# Task to complete
If a line in the entries below includes "block", show that line.

# Extracted material
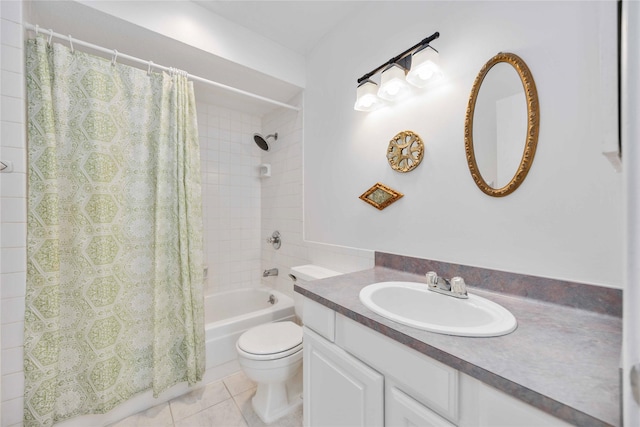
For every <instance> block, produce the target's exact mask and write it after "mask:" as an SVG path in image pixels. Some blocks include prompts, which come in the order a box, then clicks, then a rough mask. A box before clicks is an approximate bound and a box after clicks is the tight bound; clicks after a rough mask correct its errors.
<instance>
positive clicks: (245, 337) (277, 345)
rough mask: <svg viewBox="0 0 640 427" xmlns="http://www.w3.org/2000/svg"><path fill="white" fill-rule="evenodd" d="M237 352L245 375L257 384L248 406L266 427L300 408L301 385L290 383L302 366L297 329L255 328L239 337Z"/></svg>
mask: <svg viewBox="0 0 640 427" xmlns="http://www.w3.org/2000/svg"><path fill="white" fill-rule="evenodd" d="M236 350H237V351H238V362H239V363H240V366H241V367H242V370H243V371H244V373H245V375H246V376H247V377H248V378H249V379H251V380H253V381H254V382H255V383H257V384H258V388H257V390H256V394H255V395H254V396H253V398H252V399H251V404H252V405H253V410H254V411H255V413H256V414H257V415H258V416H259V417H260V419H261V420H262V421H263V422H264V423H265V424H270V423H272V422H273V421H275V420H277V419H278V418H280V417H282V416H284V415H287V414H288V413H290V412H291V411H293V410H294V409H296V408H297V407H298V406H300V405H301V404H302V387H301V386H302V383H301V382H300V381H293V380H294V379H296V375H297V374H298V373H299V372H300V367H301V366H302V328H301V327H300V326H298V325H296V324H295V323H293V322H289V321H286V322H276V323H267V324H265V325H260V326H256V327H254V328H251V329H249V330H248V331H247V332H245V333H243V334H242V335H241V336H240V338H239V339H238V342H237V343H236ZM298 379H299V378H298Z"/></svg>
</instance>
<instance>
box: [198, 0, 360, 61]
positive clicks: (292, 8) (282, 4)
mask: <svg viewBox="0 0 640 427" xmlns="http://www.w3.org/2000/svg"><path fill="white" fill-rule="evenodd" d="M192 1H193V2H194V3H197V4H199V5H200V6H202V7H204V8H206V9H208V10H210V11H211V12H213V13H215V14H216V15H219V16H221V17H223V18H225V19H227V20H229V21H231V22H234V23H236V24H238V25H241V26H243V27H245V28H248V29H249V30H251V31H253V32H255V33H257V34H260V35H262V36H263V37H266V38H268V39H270V40H272V41H274V42H276V43H278V44H280V45H282V46H284V47H286V48H289V49H291V50H293V51H294V52H297V53H299V54H301V55H306V54H307V53H309V52H310V51H311V50H312V49H313V48H314V47H315V45H316V44H317V43H318V42H319V41H320V40H321V39H322V37H323V36H324V35H325V34H327V33H328V32H329V31H330V30H331V29H332V28H334V27H336V26H337V25H338V24H339V23H340V22H341V21H342V20H344V19H345V18H346V17H348V16H350V15H352V14H355V13H357V9H358V8H359V7H361V5H362V4H363V2H364V0H360V1H353V0H351V1H327V0H324V1H317V0H297V1H269V0H262V1H238V0H236V1H218V0H192Z"/></svg>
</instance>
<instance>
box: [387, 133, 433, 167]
mask: <svg viewBox="0 0 640 427" xmlns="http://www.w3.org/2000/svg"><path fill="white" fill-rule="evenodd" d="M423 156H424V144H423V143H422V139H420V137H419V136H418V134H416V133H413V132H411V131H410V130H405V131H404V132H400V133H399V134H397V135H396V136H394V137H393V139H392V140H391V141H389V148H387V160H388V161H389V165H391V168H392V169H393V170H397V171H398V172H409V171H412V170H413V169H415V168H416V167H418V165H419V164H420V162H421V161H422V157H423Z"/></svg>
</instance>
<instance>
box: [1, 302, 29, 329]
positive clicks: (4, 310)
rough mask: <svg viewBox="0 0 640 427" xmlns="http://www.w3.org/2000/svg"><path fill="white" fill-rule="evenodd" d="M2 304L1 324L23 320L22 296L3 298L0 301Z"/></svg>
mask: <svg viewBox="0 0 640 427" xmlns="http://www.w3.org/2000/svg"><path fill="white" fill-rule="evenodd" d="M0 305H1V306H2V307H1V308H2V314H1V319H2V324H3V325H4V324H5V323H14V322H24V298H3V299H2V300H1V301H0Z"/></svg>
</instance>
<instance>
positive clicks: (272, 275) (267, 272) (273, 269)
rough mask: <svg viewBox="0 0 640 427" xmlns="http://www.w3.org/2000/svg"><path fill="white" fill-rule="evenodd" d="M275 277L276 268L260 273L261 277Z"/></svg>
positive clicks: (276, 275)
mask: <svg viewBox="0 0 640 427" xmlns="http://www.w3.org/2000/svg"><path fill="white" fill-rule="evenodd" d="M277 275H278V269H277V268H270V269H268V270H265V271H263V272H262V277H269V276H277Z"/></svg>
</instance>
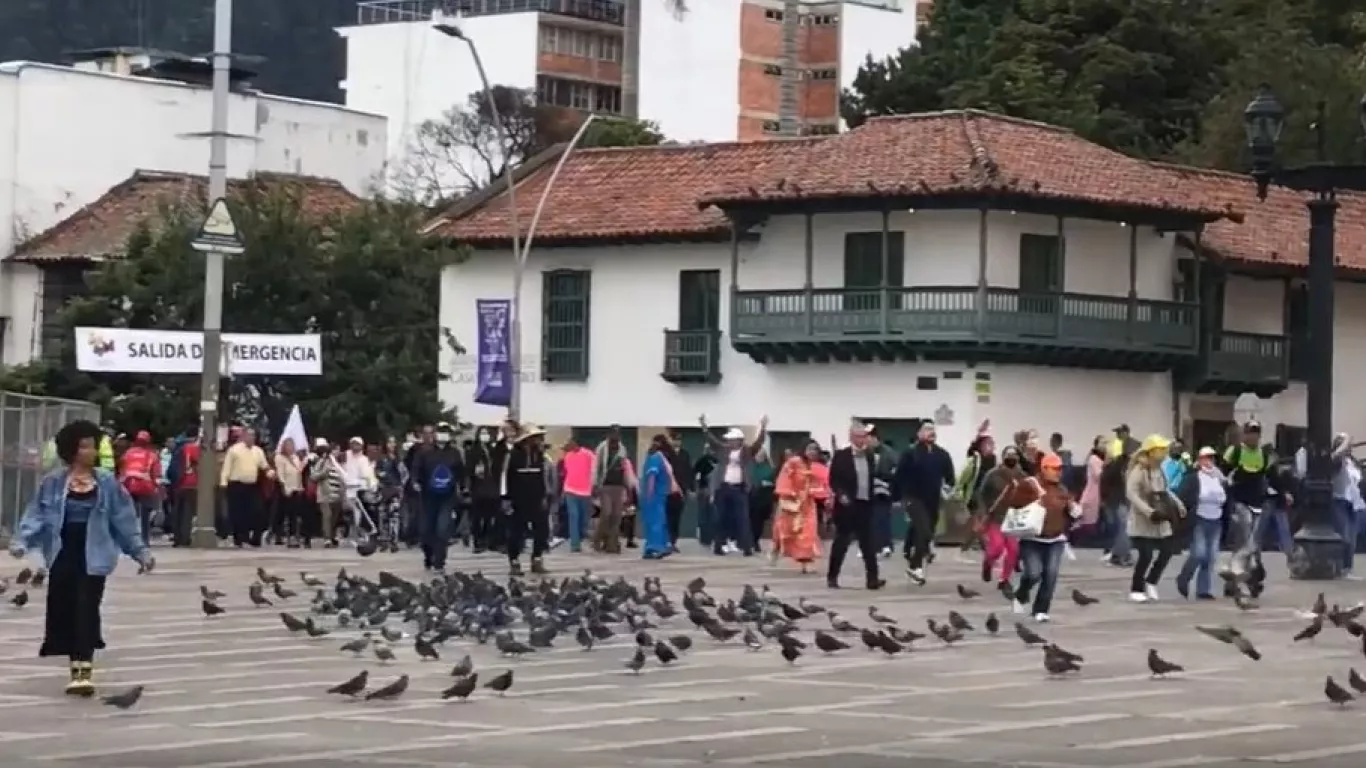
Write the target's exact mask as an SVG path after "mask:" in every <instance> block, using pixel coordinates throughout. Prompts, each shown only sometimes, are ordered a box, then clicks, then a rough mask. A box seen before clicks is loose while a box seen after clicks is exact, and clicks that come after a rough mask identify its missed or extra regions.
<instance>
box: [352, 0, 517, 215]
mask: <svg viewBox="0 0 1366 768" xmlns="http://www.w3.org/2000/svg"><path fill="white" fill-rule="evenodd" d="M538 18H540V14H535V12H525V14H500V15H489V16H473V18H469V19H459V22H458V23H459V26H460V29H462V30H463V31H464V33H466V34H467V36H469V37H470V38H471V40H474V41H475V45H478V51H479V59H481V60H482V61H484V68H485V71H486V72H488V77H489V82H490V83H493V85H501V86H510V87H522V89H533V90H534V89H535V63H537V45H538V38H537V30H538ZM336 31H337V34H339V36H342V38H343V40H344V41H346V79H344V81H342V83H340V85H342V90H343V92H344V94H346V105H347V107H348V108H352V109H359V111H363V112H372V113H376V115H384V116H385V118H387V119H388V122H389V131H388V145H387V146H385V157H388V160H389V163H391V168H392V169H393V174H391V178H389V182H391V187H389V189H391V190H392V191H404V190H403V189H402V187H403V186H404V184H403V183H402V171H403V168H404V163H406V159H408V156H410V153H411V150H413V142H414V137H415V135H417V128H418V126H421V124H422V123H423V122H426V120H436V119H440V118H441V116H443V115H444V113H445V112H447V111H448V109H451V108H452V107H456V105H464V104H466V100H467V98H469V97H470V94H471V93H478V92H481V90H482V87H484V85H482V81H479V72H478V70H477V68H475V66H474V57H471V56H470V46H469V45H466V44H464V42H463V41H460V40H455V38H452V37H447V36H445V34H441V33H438V31H436V30H434V29H432V22H393V23H384V25H361V26H348V27H340V29H337V30H336ZM455 161H458V163H460V164H462V167H466V168H478V167H482V163H479V161H478V160H477V157H475V156H474V153H469V154H467V156H458V157H455ZM448 183H455V179H454V178H452V179H449V180H448Z"/></svg>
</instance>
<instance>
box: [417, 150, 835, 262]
mask: <svg viewBox="0 0 1366 768" xmlns="http://www.w3.org/2000/svg"><path fill="white" fill-rule="evenodd" d="M824 141H829V139H828V138H806V139H777V141H764V142H732V143H699V145H671V146H638V148H615V149H579V150H574V153H572V154H570V159H568V160H566V163H564V168H563V169H561V171H560V176H559V178H557V179H556V180H555V186H553V187H550V194H549V197H548V198H546V201H545V208H544V210H542V212H541V220H540V221H538V223H537V227H535V235H534V236H535V241H537V242H574V241H581V242H590V241H604V239H626V238H652V239H669V238H676V239H683V238H697V236H708V235H716V236H721V235H724V234H727V232H729V224H728V221H727V219H725V216H724V215H723V213H721V212H720V210H717V209H714V208H713V209H706V210H703V209H699V208H698V205H697V202H698V200H699V198H701V197H702V195H703V194H705V193H706V190H709V189H713V187H714V186H716V184H724V183H728V182H735V183H743V182H744V180H746V179H750V178H751V176H754V175H757V174H779V175H781V174H785V172H787V169H790V168H796V167H798V163H799V161H800V159H802V157H805V150H806V149H807V148H810V146H816V145H818V143H821V142H824ZM555 160H556V159H555V157H550V159H546V161H544V163H542V165H541V167H540V168H535V169H534V171H530V172H529V174H527V175H526V178H525V179H522V180H520V182H519V183H518V186H516V209H518V219H519V220H518V225H519V228H520V231H522V232H526V231H529V230H530V225H531V215H533V212H534V210H535V206H537V202H538V201H540V200H541V193H542V191H544V190H545V184H546V183H548V182H549V178H550V174H552V172H553V171H555ZM464 208H467V206H464V205H462V204H456V205H455V206H454V208H452V209H451V210H448V212H447V213H445V215H443V216H438V217H437V219H434V220H433V221H432V223H430V224H429V225H428V232H430V234H436V235H438V236H443V238H447V239H452V241H459V242H463V243H470V245H501V243H507V241H508V231H510V223H508V205H507V193H504V191H501V184H499V186H497V189H496V193H494V194H492V195H490V198H489V200H488V201H485V202H482V204H478V205H474V206H473V208H470V209H469V210H462V209H464Z"/></svg>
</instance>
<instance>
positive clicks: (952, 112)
mask: <svg viewBox="0 0 1366 768" xmlns="http://www.w3.org/2000/svg"><path fill="white" fill-rule="evenodd" d="M550 160H552V161H549V163H546V161H542V163H541V164H540V165H538V167H530V165H529V167H525V168H523V172H525V174H526V178H525V179H522V180H520V182H519V183H518V209H519V210H520V212H522V216H520V227H522V231H523V232H525V231H526V230H527V228H529V227H530V219H531V212H533V210H534V209H535V204H537V201H538V200H540V195H541V191H542V190H544V189H545V184H546V182H548V179H549V176H550V172H552V169H553V159H550ZM870 184H872V186H870ZM874 189H876V190H880V191H881V194H911V195H914V194H917V193H918V191H919V193H922V194H945V193H953V191H963V193H973V191H981V190H984V189H993V190H1004V191H1016V193H1019V194H1026V195H1031V197H1049V198H1055V200H1074V201H1081V202H1093V204H1111V205H1127V206H1147V208H1153V209H1167V210H1177V212H1184V213H1193V215H1197V216H1199V215H1203V216H1208V217H1218V219H1217V220H1216V221H1213V223H1210V224H1208V227H1206V230H1205V235H1203V239H1202V243H1203V245H1205V247H1206V249H1209V251H1210V253H1213V254H1214V256H1217V257H1220V258H1225V260H1231V261H1243V262H1254V264H1285V265H1292V266H1294V265H1305V264H1307V232H1309V217H1307V213H1306V210H1305V206H1303V202H1305V197H1303V195H1300V194H1299V193H1294V191H1291V190H1285V189H1276V187H1273V189H1272V191H1270V197H1269V198H1268V200H1266V201H1265V202H1259V201H1258V200H1257V195H1255V187H1254V184H1253V182H1251V179H1249V178H1247V176H1243V175H1238V174H1224V172H1217V171H1206V169H1199V168H1188V167H1177V165H1168V164H1160V163H1147V161H1143V160H1137V159H1132V157H1127V156H1124V154H1119V153H1115V152H1111V150H1108V149H1104V148H1100V146H1097V145H1093V143H1090V142H1087V141H1083V139H1081V138H1079V137H1076V135H1075V134H1072V133H1070V131H1065V130H1063V128H1056V127H1052V126H1045V124H1041V123H1033V122H1027V120H1018V119H1012V118H1001V116H999V115H990V113H985V112H975V111H964V112H938V113H928V115H908V116H899V118H881V119H874V120H870V122H869V123H866V124H865V126H862V127H859V128H856V130H854V131H850V133H846V134H841V135H837V137H824V138H811V139H792V141H775V142H754V143H716V145H693V146H660V148H628V149H601V150H579V152H575V153H574V154H572V156H570V159H568V161H567V163H566V167H564V169H563V171H561V174H560V178H559V180H556V184H555V187H553V189H552V191H550V195H549V198H548V201H546V205H545V210H544V213H542V216H541V221H540V224H538V225H537V234H535V236H537V241H538V242H546V241H555V242H575V241H578V242H593V241H602V239H609V238H657V239H669V238H673V239H682V238H688V236H721V235H724V234H725V232H727V230H728V225H727V220H725V217H724V216H723V215H721V213H720V210H717V209H716V208H714V206H710V205H709V204H714V202H725V201H754V200H790V198H791V200H796V198H803V197H851V195H858V197H869V195H870V194H877V191H874ZM1340 200H1341V202H1343V208H1341V210H1340V213H1339V230H1337V257H1339V262H1340V264H1343V265H1344V266H1348V268H1352V269H1362V271H1366V195H1356V194H1344V195H1341V198H1340ZM429 230H430V231H433V232H436V234H438V235H441V236H445V238H449V239H454V241H460V242H466V243H471V245H484V246H492V245H505V243H507V239H508V219H507V201H505V195H504V194H503V193H501V190H490V191H489V193H488V198H486V200H485V198H478V200H473V201H469V202H466V204H464V205H458V206H455V208H452V209H451V210H449V212H448V213H447V215H445V216H441V217H438V219H436V220H434V221H432V224H430V225H429Z"/></svg>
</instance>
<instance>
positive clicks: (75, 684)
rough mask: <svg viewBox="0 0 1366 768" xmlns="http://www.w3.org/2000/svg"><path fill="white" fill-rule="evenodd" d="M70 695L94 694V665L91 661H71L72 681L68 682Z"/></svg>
mask: <svg viewBox="0 0 1366 768" xmlns="http://www.w3.org/2000/svg"><path fill="white" fill-rule="evenodd" d="M67 694H68V696H82V697H92V696H94V666H93V664H90V663H89V661H72V663H71V682H70V683H67Z"/></svg>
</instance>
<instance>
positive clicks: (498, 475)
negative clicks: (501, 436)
mask: <svg viewBox="0 0 1366 768" xmlns="http://www.w3.org/2000/svg"><path fill="white" fill-rule="evenodd" d="M511 454H512V445H510V444H508V441H507V440H499V441H497V443H494V444H493V445H492V447H489V467H490V469H492V470H493V489H494V492H496V493H500V495H503V496H504V497H505V496H508V495H511V493H512V488H511V485H512V484H511V482H508V492H507V493H503V491H501V488H503V474H504V473H505V471H507V466H508V456H510V455H511Z"/></svg>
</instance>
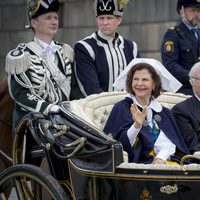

# Result of this task
For every <instance> block, produce the target's exact mask and write it after "mask:" as an SVG path in image pixels. Some blocks include prompts, which come in the order a box, then clicks, then a rough mask. A box before clicks is an approximate bound and a box after clicks is the tight bound; clicks after a rough mask correct its errors.
Write the target's exact mask as an SVG path after "mask:" in every <instance> block, using pixel coordinates throughout. Prompts, each shown only sometimes, are ordered a box, then clicks, then a rough mask. A box seen before clicks is loose while a box seen after clicks is exact, and clicks that come after a rough mask identify its missed or extra regions.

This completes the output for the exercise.